Material supplied:
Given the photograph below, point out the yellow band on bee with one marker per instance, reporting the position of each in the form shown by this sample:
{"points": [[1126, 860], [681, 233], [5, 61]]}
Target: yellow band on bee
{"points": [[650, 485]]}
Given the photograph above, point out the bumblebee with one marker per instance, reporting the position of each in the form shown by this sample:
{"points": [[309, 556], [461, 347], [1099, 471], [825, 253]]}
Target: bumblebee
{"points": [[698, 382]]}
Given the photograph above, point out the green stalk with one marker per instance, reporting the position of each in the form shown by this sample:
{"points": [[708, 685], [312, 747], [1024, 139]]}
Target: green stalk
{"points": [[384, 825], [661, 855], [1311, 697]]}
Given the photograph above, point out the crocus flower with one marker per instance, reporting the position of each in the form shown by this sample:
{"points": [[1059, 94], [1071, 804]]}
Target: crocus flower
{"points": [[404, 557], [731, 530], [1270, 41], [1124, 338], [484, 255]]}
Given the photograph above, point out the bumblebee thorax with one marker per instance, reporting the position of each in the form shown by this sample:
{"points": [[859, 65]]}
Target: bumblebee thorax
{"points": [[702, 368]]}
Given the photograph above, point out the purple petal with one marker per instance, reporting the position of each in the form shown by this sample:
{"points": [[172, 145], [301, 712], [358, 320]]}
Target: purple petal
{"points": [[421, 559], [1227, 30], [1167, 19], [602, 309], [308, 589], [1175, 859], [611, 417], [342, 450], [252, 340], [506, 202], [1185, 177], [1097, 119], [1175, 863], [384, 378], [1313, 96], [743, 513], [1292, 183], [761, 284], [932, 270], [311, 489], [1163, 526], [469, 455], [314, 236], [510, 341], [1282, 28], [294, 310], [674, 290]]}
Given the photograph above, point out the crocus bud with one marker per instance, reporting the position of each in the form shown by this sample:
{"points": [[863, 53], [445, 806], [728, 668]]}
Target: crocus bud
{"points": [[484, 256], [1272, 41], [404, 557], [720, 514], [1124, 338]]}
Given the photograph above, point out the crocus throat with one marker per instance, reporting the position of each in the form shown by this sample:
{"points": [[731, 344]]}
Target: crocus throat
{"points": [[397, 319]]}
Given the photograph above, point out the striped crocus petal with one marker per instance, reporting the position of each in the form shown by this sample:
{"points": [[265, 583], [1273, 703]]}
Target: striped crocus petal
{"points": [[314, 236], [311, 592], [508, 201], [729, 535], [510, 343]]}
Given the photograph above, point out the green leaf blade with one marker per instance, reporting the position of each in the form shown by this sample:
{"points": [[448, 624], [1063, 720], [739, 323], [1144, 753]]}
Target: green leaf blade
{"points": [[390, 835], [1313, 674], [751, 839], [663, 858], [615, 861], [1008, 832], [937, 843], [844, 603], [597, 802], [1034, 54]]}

Goal:
Starting at the line containing "Given the photograph above, point out the green leaf" and ending with the last of these lines, change "sample" to "example" and write out only those lines with nothing else altered.

Task result:
Given the photograph above, point out the green leaf blade with one marker per instance, reporting the position of each in the form shown by this example:
{"points": [[448, 624], [1063, 720], [739, 323], [1144, 753]]}
Target: green leaf blade
{"points": [[390, 835], [1313, 674], [751, 839], [663, 858], [615, 861], [1008, 832], [937, 843], [844, 603], [597, 802], [1034, 54]]}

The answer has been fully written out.